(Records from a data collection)

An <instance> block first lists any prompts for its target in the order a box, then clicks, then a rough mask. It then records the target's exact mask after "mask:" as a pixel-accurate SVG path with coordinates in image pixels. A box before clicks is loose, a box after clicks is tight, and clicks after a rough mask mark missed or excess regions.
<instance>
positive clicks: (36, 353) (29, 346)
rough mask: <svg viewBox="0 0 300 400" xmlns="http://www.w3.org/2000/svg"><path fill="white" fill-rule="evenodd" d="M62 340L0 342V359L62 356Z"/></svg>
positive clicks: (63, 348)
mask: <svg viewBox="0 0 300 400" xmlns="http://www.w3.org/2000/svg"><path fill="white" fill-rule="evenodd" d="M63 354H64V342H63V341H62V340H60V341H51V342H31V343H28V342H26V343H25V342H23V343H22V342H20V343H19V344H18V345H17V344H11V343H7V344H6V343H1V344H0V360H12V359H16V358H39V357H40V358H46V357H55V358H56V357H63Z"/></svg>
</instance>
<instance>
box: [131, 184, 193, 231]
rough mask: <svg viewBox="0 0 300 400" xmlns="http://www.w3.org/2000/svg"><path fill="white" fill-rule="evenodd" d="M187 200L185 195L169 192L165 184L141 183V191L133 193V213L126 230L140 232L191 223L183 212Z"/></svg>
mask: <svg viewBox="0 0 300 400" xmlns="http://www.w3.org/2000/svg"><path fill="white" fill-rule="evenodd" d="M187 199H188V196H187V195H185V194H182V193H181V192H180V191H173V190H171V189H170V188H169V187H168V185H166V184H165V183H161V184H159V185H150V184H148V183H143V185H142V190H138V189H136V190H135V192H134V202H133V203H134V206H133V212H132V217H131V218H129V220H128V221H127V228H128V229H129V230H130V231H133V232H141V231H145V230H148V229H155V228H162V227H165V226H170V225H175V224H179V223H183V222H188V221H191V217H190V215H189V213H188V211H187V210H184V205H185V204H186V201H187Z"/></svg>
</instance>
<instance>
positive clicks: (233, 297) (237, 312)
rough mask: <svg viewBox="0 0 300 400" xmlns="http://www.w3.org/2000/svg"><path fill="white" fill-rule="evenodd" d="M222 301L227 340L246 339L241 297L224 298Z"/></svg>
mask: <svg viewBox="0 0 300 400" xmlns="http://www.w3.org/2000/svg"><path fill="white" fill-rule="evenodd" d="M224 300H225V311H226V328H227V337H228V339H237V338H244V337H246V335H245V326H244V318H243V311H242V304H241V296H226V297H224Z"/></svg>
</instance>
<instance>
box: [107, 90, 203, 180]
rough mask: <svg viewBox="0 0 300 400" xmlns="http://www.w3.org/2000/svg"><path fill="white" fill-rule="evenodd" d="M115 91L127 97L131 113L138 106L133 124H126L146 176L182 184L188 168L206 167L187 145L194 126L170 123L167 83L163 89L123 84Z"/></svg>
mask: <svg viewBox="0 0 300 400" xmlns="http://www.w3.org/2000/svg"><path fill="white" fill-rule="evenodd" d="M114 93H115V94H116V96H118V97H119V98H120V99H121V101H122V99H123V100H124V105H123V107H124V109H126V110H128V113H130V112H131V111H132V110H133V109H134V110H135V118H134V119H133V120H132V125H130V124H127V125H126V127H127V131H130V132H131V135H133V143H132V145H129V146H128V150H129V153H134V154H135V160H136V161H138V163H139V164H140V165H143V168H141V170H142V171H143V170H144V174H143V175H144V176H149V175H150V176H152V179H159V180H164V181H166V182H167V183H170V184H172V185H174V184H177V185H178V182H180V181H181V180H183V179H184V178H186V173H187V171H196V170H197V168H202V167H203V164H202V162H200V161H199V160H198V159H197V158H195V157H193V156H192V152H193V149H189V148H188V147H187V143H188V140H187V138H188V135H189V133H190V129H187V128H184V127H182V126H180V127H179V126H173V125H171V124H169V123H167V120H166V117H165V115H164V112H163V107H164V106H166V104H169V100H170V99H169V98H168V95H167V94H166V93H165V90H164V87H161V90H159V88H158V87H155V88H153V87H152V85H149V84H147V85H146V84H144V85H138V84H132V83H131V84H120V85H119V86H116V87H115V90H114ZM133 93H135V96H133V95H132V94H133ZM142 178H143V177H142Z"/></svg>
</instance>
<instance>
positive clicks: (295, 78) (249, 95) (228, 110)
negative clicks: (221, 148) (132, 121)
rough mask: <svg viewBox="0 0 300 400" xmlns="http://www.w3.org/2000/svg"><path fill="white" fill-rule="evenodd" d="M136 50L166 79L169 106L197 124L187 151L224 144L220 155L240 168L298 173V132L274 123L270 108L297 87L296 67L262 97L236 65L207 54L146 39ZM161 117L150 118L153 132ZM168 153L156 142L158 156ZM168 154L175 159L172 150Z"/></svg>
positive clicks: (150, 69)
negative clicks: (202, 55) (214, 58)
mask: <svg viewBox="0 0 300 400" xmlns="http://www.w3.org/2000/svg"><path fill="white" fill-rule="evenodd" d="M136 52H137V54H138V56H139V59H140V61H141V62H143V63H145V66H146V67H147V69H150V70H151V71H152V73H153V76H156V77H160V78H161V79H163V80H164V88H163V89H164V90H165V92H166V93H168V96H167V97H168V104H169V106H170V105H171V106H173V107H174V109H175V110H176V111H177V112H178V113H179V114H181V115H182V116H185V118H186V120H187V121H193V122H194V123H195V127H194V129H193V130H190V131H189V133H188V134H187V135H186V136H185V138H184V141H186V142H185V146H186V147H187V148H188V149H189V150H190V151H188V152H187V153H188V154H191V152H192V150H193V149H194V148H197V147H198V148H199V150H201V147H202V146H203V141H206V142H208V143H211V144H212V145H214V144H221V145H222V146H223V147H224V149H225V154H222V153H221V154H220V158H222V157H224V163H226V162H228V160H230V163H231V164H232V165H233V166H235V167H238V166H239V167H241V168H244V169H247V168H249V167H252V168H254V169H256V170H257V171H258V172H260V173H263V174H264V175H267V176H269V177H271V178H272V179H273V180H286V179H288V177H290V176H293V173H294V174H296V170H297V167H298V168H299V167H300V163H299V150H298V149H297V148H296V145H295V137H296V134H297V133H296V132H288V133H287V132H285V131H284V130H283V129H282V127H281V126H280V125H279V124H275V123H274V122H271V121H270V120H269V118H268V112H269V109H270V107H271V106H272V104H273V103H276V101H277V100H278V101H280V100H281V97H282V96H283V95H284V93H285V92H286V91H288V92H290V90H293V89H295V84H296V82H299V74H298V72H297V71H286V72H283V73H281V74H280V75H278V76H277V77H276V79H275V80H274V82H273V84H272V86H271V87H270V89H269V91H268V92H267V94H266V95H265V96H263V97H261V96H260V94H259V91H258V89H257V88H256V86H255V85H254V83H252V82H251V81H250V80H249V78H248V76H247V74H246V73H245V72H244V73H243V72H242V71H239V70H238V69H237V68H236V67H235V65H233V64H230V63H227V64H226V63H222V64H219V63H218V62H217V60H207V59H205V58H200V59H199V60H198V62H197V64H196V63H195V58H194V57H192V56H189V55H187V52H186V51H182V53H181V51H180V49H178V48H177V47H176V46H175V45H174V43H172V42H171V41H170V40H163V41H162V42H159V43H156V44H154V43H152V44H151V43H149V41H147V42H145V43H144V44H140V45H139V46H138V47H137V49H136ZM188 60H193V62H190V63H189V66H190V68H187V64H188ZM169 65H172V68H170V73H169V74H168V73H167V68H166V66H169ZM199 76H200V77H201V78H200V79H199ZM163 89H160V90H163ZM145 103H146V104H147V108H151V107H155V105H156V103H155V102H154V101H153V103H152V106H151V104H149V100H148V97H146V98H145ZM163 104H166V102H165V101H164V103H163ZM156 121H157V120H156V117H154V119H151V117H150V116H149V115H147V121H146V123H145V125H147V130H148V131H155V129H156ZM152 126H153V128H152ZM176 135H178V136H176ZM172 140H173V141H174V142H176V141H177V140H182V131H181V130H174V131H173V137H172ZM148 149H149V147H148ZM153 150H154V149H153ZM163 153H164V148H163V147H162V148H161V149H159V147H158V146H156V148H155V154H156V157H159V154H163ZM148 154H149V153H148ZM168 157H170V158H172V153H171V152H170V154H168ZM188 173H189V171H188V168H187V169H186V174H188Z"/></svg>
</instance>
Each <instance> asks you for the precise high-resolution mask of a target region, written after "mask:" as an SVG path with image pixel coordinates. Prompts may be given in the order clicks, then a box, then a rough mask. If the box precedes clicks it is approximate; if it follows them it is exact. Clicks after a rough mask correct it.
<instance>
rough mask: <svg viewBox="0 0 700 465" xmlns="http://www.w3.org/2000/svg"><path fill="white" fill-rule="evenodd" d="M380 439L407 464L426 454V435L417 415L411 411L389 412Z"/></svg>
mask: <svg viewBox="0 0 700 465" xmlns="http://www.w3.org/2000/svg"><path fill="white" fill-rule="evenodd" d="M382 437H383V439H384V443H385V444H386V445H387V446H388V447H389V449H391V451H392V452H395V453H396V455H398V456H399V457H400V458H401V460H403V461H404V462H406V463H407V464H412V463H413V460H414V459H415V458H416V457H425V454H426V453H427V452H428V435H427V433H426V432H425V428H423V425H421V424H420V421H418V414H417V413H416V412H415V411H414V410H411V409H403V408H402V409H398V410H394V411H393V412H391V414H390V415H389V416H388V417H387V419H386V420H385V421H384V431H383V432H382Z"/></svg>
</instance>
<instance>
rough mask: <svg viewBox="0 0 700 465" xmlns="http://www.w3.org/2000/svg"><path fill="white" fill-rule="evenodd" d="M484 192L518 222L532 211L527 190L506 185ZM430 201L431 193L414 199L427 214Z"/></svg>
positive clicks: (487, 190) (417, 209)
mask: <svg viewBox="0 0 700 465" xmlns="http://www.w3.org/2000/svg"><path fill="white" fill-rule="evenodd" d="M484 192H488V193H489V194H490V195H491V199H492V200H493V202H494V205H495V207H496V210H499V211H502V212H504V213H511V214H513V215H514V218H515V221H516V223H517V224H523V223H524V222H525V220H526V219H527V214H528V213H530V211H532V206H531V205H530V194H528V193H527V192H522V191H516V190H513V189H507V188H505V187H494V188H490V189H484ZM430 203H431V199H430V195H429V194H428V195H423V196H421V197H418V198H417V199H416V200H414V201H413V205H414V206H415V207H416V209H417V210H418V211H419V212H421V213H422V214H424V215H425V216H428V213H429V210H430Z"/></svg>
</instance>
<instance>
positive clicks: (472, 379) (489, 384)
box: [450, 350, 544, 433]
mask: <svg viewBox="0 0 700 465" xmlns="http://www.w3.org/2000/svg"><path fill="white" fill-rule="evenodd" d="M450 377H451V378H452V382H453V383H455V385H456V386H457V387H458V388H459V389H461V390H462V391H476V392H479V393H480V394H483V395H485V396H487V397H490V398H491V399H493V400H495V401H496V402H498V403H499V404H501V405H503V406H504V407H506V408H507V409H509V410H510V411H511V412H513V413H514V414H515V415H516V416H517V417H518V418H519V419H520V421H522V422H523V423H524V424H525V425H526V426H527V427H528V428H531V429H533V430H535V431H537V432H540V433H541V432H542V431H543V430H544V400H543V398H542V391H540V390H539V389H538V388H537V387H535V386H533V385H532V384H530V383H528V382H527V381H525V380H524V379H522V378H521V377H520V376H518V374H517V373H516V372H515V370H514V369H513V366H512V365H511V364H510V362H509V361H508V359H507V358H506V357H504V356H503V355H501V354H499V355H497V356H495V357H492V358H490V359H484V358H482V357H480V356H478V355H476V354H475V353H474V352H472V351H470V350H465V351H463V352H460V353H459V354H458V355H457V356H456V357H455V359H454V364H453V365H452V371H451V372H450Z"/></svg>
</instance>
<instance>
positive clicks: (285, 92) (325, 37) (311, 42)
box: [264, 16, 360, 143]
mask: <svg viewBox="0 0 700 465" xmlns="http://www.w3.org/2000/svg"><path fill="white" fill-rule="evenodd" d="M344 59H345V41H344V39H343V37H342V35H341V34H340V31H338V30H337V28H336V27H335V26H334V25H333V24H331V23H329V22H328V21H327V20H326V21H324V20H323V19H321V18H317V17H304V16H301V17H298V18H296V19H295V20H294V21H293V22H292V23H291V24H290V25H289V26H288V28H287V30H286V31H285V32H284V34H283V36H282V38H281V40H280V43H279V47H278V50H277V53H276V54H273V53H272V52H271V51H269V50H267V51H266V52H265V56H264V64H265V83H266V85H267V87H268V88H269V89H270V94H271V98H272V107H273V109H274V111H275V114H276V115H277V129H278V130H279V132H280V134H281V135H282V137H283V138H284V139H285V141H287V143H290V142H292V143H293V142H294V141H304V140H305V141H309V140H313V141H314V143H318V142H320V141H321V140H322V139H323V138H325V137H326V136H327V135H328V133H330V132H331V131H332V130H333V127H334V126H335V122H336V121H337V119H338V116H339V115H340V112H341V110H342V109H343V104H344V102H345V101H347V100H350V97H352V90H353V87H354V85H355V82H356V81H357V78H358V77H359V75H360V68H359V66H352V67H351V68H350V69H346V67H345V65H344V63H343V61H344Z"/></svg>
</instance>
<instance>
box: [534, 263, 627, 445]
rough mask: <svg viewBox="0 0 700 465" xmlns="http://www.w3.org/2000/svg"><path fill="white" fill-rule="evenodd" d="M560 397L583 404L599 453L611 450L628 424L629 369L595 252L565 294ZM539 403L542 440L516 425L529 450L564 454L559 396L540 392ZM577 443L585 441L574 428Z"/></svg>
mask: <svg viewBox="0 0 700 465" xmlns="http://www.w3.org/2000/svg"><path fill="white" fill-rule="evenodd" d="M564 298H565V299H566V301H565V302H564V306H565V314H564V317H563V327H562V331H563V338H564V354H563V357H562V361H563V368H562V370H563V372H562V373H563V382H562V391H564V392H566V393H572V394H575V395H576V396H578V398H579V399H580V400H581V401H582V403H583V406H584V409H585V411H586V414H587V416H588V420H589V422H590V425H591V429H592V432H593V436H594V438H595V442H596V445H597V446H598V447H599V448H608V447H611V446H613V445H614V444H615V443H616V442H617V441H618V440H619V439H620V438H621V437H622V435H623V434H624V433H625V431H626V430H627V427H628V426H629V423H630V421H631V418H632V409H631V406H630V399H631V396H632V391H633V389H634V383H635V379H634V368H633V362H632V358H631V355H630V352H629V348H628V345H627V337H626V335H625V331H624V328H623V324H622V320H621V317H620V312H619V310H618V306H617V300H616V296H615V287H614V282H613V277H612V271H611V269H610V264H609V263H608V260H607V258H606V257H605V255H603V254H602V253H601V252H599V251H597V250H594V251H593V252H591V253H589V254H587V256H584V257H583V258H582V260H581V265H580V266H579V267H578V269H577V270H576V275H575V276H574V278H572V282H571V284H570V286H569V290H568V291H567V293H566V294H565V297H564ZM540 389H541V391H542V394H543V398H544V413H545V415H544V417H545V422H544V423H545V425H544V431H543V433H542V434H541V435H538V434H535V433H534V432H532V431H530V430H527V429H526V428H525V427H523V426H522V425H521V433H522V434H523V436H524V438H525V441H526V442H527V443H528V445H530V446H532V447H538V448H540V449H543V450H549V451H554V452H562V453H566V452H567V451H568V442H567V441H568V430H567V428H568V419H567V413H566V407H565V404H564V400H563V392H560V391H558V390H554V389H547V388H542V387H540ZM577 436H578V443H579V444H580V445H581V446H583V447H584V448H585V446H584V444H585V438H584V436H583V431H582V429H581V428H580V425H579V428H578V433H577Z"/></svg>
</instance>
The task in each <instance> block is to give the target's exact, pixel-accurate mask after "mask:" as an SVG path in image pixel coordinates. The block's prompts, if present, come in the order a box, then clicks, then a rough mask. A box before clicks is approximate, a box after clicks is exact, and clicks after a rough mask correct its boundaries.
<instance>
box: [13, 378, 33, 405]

Problem details:
List every row above that contains the word "negative", matching case.

Reply to the task:
negative clicks: (221, 148) (132, 121)
negative clicks: (202, 55) (214, 58)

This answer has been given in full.